(Photo-based point labeling data)
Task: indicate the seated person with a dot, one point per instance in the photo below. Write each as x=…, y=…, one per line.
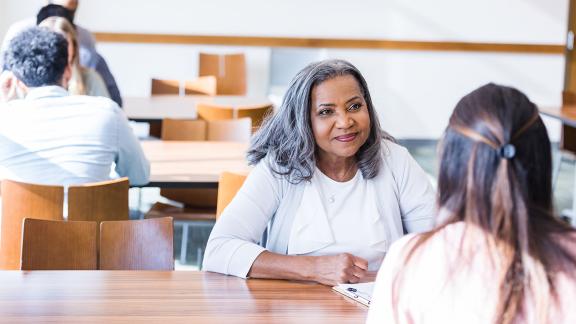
x=88, y=56
x=84, y=81
x=51, y=137
x=332, y=187
x=499, y=254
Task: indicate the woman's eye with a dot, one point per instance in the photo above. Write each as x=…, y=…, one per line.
x=324, y=112
x=355, y=106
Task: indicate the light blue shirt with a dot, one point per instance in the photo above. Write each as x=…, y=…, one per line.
x=51, y=137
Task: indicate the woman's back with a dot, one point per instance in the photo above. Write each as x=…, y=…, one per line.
x=454, y=278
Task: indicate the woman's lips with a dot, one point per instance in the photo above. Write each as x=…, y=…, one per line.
x=346, y=138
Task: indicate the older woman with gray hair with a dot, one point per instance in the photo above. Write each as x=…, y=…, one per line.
x=330, y=190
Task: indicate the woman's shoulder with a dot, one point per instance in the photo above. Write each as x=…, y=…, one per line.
x=446, y=239
x=393, y=151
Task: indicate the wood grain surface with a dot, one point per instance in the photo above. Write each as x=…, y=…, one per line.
x=166, y=297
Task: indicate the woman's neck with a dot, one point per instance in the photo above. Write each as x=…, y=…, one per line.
x=338, y=169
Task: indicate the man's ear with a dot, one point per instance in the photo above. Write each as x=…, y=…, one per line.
x=66, y=76
x=11, y=87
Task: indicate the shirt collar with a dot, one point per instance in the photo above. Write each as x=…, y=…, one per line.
x=46, y=92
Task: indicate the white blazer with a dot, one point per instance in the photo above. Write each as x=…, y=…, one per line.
x=269, y=201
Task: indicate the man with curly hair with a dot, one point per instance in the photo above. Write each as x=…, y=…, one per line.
x=48, y=136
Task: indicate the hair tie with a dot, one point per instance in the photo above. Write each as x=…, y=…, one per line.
x=507, y=151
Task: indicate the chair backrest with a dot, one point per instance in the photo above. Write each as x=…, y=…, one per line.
x=214, y=112
x=58, y=245
x=229, y=69
x=228, y=185
x=204, y=85
x=99, y=201
x=257, y=113
x=161, y=87
x=183, y=129
x=234, y=130
x=137, y=244
x=19, y=201
x=187, y=130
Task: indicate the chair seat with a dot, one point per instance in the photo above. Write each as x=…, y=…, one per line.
x=181, y=213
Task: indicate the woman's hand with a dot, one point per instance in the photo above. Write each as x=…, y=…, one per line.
x=341, y=268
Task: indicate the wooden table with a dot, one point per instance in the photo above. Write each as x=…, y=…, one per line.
x=566, y=114
x=166, y=297
x=193, y=164
x=156, y=108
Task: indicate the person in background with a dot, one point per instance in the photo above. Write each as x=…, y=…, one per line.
x=88, y=56
x=499, y=254
x=48, y=136
x=332, y=187
x=84, y=81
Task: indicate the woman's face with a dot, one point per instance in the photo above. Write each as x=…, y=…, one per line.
x=340, y=119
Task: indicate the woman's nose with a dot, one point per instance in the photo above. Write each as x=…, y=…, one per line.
x=344, y=120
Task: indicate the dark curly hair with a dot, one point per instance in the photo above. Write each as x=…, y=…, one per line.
x=37, y=57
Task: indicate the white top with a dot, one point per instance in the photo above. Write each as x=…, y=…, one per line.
x=50, y=137
x=348, y=205
x=435, y=292
x=405, y=202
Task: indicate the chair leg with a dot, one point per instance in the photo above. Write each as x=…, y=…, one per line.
x=200, y=254
x=184, y=246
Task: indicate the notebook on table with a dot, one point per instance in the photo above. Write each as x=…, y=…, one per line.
x=361, y=292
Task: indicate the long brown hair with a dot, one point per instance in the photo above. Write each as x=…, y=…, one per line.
x=495, y=174
x=63, y=26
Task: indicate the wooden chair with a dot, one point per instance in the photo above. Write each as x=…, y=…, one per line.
x=163, y=87
x=21, y=200
x=183, y=129
x=137, y=244
x=99, y=201
x=59, y=245
x=257, y=113
x=199, y=204
x=230, y=71
x=228, y=185
x=204, y=85
x=214, y=112
x=234, y=130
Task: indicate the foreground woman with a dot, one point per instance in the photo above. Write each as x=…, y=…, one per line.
x=500, y=255
x=329, y=187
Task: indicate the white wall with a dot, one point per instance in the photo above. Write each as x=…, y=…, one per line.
x=413, y=91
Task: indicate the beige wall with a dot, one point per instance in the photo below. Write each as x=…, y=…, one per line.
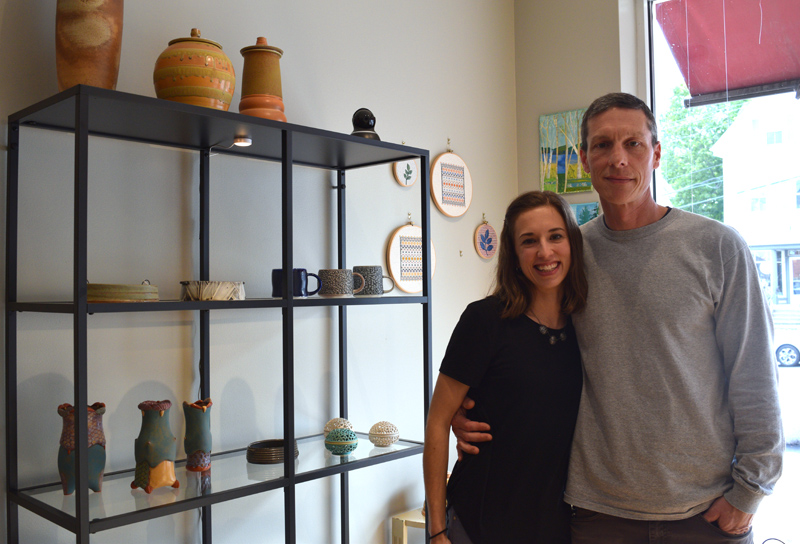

** Your objective **
Count the lines in the records above that contain the word "below". Give only the number.

** Answer to the problem **
2